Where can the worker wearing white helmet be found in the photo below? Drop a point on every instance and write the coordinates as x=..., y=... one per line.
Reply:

==

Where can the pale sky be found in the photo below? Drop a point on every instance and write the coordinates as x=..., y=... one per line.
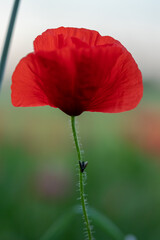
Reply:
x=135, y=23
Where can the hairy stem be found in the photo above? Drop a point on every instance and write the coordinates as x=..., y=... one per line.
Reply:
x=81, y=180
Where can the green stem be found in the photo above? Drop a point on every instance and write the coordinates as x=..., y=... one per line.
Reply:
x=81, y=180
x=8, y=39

AIM. Locate each line of the data above that contains the word "below" and copy those lines out in full.

TASK OUTPUT.
Where can the worker wearing white helmet be found in the photo below? Drop a point on every instance and write the coordinates as x=..., y=... one per line.
Where can the pale sky be found in the photo below? Drop a point on every instance and write the coordinates as x=..., y=... one per line.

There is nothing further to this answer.